"""
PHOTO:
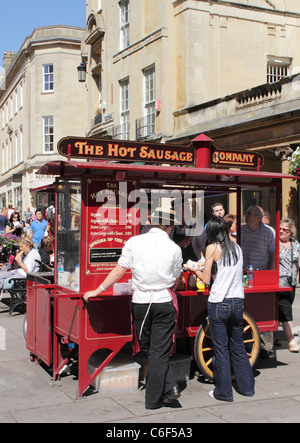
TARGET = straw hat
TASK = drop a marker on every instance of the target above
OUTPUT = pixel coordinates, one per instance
(163, 216)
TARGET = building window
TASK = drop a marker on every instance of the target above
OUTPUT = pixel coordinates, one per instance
(21, 95)
(48, 133)
(21, 144)
(16, 101)
(124, 9)
(48, 85)
(11, 107)
(124, 89)
(149, 79)
(277, 69)
(17, 157)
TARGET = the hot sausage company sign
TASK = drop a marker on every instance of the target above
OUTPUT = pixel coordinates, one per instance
(115, 150)
(159, 153)
(238, 159)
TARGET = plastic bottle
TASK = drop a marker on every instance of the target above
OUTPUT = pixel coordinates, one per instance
(250, 277)
(60, 266)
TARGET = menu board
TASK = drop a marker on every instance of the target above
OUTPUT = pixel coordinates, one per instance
(110, 221)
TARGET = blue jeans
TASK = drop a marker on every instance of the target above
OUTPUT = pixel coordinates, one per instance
(226, 328)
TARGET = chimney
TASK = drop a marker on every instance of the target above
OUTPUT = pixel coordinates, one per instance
(8, 60)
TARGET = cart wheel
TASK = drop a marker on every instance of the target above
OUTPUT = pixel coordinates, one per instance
(25, 327)
(204, 350)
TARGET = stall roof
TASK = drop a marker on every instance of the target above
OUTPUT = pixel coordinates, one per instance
(73, 168)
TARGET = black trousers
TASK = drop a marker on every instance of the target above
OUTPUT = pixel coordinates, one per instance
(156, 342)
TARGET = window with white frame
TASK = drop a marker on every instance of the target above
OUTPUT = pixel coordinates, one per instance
(21, 143)
(11, 107)
(16, 101)
(124, 34)
(149, 80)
(48, 78)
(6, 156)
(17, 157)
(124, 90)
(3, 158)
(277, 68)
(48, 133)
(21, 95)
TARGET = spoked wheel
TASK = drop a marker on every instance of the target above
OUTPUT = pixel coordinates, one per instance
(204, 349)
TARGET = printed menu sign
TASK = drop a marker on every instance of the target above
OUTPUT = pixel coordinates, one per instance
(111, 221)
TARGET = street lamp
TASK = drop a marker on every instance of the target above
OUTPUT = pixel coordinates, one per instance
(81, 72)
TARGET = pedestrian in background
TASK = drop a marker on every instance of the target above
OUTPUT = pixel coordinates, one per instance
(3, 221)
(38, 228)
(289, 257)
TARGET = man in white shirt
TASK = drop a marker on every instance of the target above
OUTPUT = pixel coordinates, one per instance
(156, 263)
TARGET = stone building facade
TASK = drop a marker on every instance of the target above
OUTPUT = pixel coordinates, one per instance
(41, 101)
(169, 70)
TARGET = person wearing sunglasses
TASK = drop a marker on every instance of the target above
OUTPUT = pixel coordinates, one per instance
(289, 259)
(14, 226)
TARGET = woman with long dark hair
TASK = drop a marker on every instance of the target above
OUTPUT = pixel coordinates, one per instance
(224, 259)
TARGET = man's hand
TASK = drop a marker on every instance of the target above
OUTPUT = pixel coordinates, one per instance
(89, 294)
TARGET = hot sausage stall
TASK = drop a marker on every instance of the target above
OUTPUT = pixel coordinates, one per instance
(104, 192)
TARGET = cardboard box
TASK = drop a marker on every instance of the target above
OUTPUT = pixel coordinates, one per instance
(180, 363)
(120, 375)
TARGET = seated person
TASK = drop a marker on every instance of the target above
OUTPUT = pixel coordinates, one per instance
(46, 251)
(26, 260)
(257, 241)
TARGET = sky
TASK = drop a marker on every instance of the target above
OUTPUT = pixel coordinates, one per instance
(18, 19)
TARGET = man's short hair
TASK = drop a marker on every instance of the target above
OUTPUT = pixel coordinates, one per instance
(216, 204)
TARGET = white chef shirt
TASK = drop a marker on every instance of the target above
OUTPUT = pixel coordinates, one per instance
(155, 261)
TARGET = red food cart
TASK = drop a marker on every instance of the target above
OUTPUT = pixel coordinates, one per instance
(103, 192)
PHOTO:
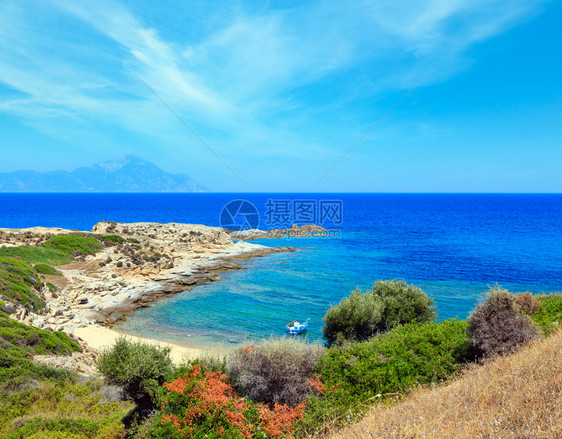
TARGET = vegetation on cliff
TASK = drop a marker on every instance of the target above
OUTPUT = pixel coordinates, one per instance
(279, 387)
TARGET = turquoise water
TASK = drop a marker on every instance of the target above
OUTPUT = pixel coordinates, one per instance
(452, 246)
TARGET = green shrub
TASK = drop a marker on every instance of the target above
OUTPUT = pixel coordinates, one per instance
(277, 370)
(19, 282)
(75, 244)
(47, 269)
(114, 238)
(498, 326)
(386, 305)
(203, 404)
(548, 314)
(139, 368)
(16, 372)
(74, 409)
(385, 366)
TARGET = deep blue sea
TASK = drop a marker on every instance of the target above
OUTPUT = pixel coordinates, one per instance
(452, 246)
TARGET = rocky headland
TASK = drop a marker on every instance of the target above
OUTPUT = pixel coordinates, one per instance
(138, 264)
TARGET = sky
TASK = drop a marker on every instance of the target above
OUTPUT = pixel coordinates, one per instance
(289, 96)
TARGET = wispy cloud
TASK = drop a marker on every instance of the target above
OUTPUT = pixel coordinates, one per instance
(248, 80)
"""
- **Requirement**: Restate the entire listing word for word, excluding pictures.

- **Final result**:
PHOTO:
TARGET = straw hat
TASK = drop a marker on every instance of the target above
OUTPUT = pixel coordinates, one per instance
(163, 216)
TARGET = building window
TASK = drop a marker on every instance of the target above
OUTPUT = pixel coordinates, one per instance
(21, 95)
(48, 133)
(21, 144)
(16, 101)
(124, 9)
(48, 85)
(11, 107)
(124, 89)
(149, 79)
(277, 69)
(17, 157)
TARGET = the hot sausage company sign
TASK = drop a marker on every instance of the target above
OUTPUT = pixel coordinates, one per instance
(115, 150)
(159, 153)
(238, 159)
TARGET = plastic bottle
TASK = drop a marker on every instance of the target above
OUTPUT = pixel coordinates, one per instance
(250, 277)
(60, 266)
TARGET = menu board
TASK = drop a marker on every instance of the target above
OUTPUT = pixel coordinates, one per instance
(110, 221)
TARGET = blue jeans
TASK = drop a marker on every instance of the target above
OUTPUT = pixel coordinates, one per instance
(226, 328)
TARGET = chimney
TASK = drop a marker on every instance of the target above
OUTPUT = pixel coordinates, one per instance
(8, 60)
TARGET = cart wheel
TASK = drop a marker on every instance of the target above
OUTPUT = pixel coordinates, one per instance
(25, 327)
(204, 350)
TARGET = stall roof
TASK = drop a marker on every instance of the target above
OUTPUT = pixel coordinates, one per instance
(73, 168)
TARGET = black trousers
TASK = drop a marker on every instance of the target above
OUTPUT = pixel coordinates, one per instance
(156, 342)
TARGET = window with white frame
TASK = drop a marker on every instance of the target above
OUTPUT = pixel coordinates, one per instance
(21, 143)
(11, 107)
(16, 101)
(124, 34)
(149, 80)
(48, 78)
(6, 156)
(17, 157)
(124, 90)
(3, 158)
(277, 68)
(48, 133)
(21, 95)
TARGET = spoked wheel
TASK = drop a marker on every instance of the target above
OUTPUT = pixel coordinates, one per instance
(204, 349)
TARGET = printed menu sign
TASK = drop a marker on every instance of the target above
OUTPUT = pixel coordinates, one per instance
(111, 221)
TARGET = street lamp
TASK = drop a marker on every instance of the target above
OUTPUT = pixel coordinates, one per instance
(81, 72)
TARGET = pedestrian in background
TASK = drop a marker on every instance of the target above
OUTPUT = pixel coordinates, one per instance
(3, 221)
(38, 228)
(289, 257)
TARGET = man in white shirt
TASK = drop a marker on every instance of the target above
OUTPUT = pixel coordinates, one per instance
(156, 263)
TARGET = stone building facade
TASK = drop a marker on every instance of the target above
OUTPUT = pixel coordinates, one per instance
(41, 101)
(169, 70)
TARGET = person wearing sunglasses
TASK = drop a marker on every instance of the target above
OUTPUT = pixel coordinates, one per instance
(289, 259)
(14, 226)
TARGET = woman with long dark hair
TASK = drop a marker on every instance of the target above
OUTPUT = pixel coordinates, one per instance
(224, 259)
TARGET = man's hand
TASK = drop a marker on every instance of the target above
OUTPUT = pixel coordinates, one per instance
(89, 294)
TARGET = hot sausage stall
TASK = drop a marker on every instance of the target above
OUTPUT = pixel coordinates, one per instance
(104, 192)
TARGET = cardboard box
TASK = drop a marker on every instance of the target above
OUTPUT = pixel coordinates, one per instance
(180, 363)
(120, 375)
TARGET = seated person
TASK = drop a marker on every instance of the target above
OUTPUT = pixel coordinates, one per instance
(46, 251)
(26, 260)
(257, 241)
TARGET = sky
TASK = drop a marker on every instance of the target above
OUTPUT = pixel coordinates, one per instance
(18, 19)
TARGET = man's short hair
TASK = drop a marker on every instance of the target above
OUTPUT = pixel coordinates, one per instance
(216, 204)
TARGET = white chef shirt
TASK = drop a marker on every instance of the target above
OUTPUT = pixel coordinates, one per instance
(155, 261)
TARGET = red food cart
TASK = drop a marker on every instance of the target above
OUTPUT = pixel coordinates, one per instance
(103, 192)
PHOTO:
TARGET = vegetation on cliff
TASK = drop a marker on every instance of the target above
OUTPUT = pixel coordinates, one per instance
(279, 387)
TARGET = turquoise water
TASK = drop a marker on every instance of the target above
OUTPUT = pixel coordinates, one per instance
(452, 246)
TARGET = green shrub
TASK = drop a marker on every instance of the target above
OUTPUT = pixel coordinates, one per instance
(277, 370)
(19, 282)
(75, 244)
(47, 269)
(114, 238)
(498, 326)
(386, 305)
(203, 404)
(548, 314)
(139, 368)
(16, 372)
(74, 409)
(385, 366)
TARGET = deep blue sea
TASK = drop a marker on every instance of the target above
OUTPUT = pixel coordinates, one per instance
(452, 246)
TARGET = rocky headland
TASK = drop a marker on every instance of the target above
OUTPUT = pixel coordinates, one per instance
(138, 264)
TARGET = sky
TASK = drop a marker on every instance of the target above
OUTPUT = pixel coordinates, one per instance
(289, 96)
TARGET = wispy cloud
TASK = drop a marker on every instance of the target above
OUTPUT = pixel coordinates, one per instance
(248, 80)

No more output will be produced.